→ **SUPPLIED INFORMATION**:
>>>>

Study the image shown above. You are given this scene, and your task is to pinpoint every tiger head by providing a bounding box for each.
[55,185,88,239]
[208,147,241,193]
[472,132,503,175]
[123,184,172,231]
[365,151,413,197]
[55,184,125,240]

<<<<

→ **PROBLEM REQUIREMENTS**:
The entries above must be written out again exactly as they are.

→ **REPLY**:
Study the image shown above. You are given this scene, and your task is to pinpoint every tiger head by providing a bounding box for each.
[55,185,88,239]
[208,147,241,193]
[472,132,503,175]
[123,184,172,231]
[365,151,413,197]
[55,184,125,240]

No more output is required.